*THE PROBLEM*
In the entries below, find the line with "Where can the window sill" and the line with "Where can the rectangular". Reproduce those two lines and every line between them exactly, and nothing more.

*DATA TO USE*
★ ★ ★ ★

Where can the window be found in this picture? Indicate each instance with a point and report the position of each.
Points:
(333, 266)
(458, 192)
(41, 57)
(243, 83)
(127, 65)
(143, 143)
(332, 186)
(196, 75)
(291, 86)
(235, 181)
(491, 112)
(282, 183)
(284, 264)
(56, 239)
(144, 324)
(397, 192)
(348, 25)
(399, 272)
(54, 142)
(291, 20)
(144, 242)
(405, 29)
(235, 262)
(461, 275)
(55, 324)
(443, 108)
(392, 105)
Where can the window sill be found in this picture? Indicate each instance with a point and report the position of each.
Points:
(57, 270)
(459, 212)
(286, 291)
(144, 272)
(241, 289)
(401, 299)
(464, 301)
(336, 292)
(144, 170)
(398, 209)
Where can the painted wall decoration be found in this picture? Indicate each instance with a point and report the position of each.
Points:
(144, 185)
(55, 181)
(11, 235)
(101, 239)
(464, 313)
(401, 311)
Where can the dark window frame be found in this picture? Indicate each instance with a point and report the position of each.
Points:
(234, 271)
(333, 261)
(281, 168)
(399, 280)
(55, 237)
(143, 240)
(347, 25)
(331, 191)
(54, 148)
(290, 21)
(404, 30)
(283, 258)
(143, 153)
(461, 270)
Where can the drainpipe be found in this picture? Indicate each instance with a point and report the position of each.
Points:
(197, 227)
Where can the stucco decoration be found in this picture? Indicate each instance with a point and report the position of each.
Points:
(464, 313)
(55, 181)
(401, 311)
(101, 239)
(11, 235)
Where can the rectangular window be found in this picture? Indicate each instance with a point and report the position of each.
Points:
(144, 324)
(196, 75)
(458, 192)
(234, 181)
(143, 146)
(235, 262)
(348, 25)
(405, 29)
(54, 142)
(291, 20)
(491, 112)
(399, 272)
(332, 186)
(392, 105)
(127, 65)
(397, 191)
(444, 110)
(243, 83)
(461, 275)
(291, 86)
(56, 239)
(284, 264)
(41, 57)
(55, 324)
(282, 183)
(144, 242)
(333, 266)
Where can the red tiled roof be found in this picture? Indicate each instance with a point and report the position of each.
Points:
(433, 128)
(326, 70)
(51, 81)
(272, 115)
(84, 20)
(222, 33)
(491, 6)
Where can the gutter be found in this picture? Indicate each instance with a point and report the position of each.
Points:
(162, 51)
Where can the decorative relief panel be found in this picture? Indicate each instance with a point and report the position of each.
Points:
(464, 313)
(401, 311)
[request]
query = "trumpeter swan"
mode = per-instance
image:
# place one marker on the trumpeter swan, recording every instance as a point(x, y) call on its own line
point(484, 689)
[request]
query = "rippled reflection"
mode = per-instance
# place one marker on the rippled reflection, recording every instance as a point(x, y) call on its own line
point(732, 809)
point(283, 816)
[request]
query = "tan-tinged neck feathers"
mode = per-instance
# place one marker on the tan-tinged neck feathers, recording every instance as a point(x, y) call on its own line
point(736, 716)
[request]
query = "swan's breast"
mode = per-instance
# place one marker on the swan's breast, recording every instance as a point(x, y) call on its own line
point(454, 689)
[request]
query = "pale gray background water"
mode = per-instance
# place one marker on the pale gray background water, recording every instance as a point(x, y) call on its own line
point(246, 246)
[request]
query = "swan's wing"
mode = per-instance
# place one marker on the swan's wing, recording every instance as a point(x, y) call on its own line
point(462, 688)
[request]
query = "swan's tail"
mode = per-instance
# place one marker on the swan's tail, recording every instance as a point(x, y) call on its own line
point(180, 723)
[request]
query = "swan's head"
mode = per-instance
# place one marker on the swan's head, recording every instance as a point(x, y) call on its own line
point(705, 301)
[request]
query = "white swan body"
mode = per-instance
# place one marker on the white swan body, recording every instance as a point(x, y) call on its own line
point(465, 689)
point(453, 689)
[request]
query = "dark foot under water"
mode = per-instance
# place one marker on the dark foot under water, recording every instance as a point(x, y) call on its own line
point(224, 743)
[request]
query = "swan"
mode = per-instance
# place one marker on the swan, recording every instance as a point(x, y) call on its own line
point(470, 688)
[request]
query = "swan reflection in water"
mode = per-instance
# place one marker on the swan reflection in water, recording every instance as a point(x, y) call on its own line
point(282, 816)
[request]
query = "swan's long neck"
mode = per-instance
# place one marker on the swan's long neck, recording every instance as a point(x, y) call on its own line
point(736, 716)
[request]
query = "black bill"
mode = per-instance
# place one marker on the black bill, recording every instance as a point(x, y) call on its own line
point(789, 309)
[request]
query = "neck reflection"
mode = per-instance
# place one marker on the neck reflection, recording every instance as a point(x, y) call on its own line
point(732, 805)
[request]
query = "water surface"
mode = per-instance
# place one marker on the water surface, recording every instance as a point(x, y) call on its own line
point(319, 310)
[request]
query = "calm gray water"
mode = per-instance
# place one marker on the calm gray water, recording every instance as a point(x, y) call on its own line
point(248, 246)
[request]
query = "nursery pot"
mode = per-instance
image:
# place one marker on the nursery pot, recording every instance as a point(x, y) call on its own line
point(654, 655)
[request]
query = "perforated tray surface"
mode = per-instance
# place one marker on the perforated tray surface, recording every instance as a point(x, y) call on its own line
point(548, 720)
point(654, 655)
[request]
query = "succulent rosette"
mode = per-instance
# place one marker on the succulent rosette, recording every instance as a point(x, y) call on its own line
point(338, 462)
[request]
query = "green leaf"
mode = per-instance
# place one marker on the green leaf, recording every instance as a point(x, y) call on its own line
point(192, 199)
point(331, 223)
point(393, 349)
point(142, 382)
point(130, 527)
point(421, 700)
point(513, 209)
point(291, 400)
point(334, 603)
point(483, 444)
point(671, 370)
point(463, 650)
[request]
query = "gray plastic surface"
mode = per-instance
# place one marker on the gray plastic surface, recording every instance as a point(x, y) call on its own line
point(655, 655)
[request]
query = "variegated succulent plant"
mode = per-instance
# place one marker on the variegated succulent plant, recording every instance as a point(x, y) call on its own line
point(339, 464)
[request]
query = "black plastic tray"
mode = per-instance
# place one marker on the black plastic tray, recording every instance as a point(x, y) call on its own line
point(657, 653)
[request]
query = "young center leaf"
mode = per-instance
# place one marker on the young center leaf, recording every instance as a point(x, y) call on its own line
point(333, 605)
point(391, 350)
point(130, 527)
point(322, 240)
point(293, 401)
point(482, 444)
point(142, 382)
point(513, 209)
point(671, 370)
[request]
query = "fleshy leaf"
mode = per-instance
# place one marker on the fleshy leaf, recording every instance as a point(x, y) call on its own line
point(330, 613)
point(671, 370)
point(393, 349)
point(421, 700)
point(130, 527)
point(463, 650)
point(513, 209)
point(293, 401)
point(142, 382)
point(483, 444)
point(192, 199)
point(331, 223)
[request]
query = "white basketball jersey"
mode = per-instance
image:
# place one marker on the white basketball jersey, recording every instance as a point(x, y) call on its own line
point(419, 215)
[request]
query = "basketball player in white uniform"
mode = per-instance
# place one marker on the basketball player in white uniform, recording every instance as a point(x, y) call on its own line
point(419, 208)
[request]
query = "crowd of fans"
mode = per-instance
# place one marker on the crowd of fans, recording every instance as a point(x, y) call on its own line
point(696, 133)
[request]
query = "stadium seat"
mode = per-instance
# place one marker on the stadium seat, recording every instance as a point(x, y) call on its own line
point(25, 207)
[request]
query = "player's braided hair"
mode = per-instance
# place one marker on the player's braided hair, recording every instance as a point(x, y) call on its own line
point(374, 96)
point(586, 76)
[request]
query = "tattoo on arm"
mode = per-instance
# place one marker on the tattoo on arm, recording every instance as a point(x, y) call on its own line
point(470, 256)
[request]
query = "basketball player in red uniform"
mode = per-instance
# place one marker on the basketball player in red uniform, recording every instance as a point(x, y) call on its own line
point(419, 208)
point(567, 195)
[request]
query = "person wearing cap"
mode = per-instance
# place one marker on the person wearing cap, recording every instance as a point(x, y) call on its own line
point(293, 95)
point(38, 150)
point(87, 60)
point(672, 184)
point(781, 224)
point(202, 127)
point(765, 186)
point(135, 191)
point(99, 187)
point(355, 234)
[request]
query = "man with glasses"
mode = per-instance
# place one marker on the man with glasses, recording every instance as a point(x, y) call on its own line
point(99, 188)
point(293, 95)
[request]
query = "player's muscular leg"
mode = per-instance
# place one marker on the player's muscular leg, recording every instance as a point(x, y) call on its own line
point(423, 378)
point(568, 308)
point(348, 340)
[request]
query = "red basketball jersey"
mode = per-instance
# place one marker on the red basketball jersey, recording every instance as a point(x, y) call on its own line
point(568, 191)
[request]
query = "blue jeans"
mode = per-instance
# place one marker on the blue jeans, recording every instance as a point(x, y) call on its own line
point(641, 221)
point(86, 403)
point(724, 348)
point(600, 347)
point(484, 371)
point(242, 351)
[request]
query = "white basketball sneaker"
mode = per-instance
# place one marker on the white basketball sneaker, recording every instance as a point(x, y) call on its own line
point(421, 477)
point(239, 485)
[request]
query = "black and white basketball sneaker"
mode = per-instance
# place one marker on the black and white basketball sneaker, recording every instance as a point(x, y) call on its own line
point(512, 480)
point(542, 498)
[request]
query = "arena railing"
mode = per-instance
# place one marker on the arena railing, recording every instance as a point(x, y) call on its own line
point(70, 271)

★ ★ ★ ★

*ANSWER TO THE PROBLEM*
Where can the window sill be found in this picture? Indicate each instance with a point and report the position of each.
Points:
(57, 270)
(459, 212)
(286, 291)
(144, 272)
(241, 289)
(401, 299)
(464, 301)
(336, 292)
(144, 170)
(398, 209)
Where can the painted wall decoration be found in this picture? Indicate each instance with a point and report the position of each.
Points:
(144, 185)
(55, 181)
(11, 235)
(101, 239)
(464, 313)
(401, 311)
Where can the dark window frame be found in this picture? Indicate each instance with a point and report the position of each.
Points:
(234, 271)
(333, 261)
(281, 168)
(399, 280)
(55, 237)
(143, 240)
(347, 25)
(331, 191)
(54, 148)
(290, 21)
(404, 30)
(283, 258)
(143, 153)
(461, 270)
Where can the drainpipe be found in this picture? Indicate each instance with a point and report the position of each.
Points:
(197, 227)
Where can the stucco decoration be found in this picture? Indicate each instance with a point and report the position of each.
Points:
(464, 313)
(55, 181)
(401, 311)
(101, 239)
(11, 235)
Where can the rectangular window be found in this picture? Indicate each instance with a point and report the position of each.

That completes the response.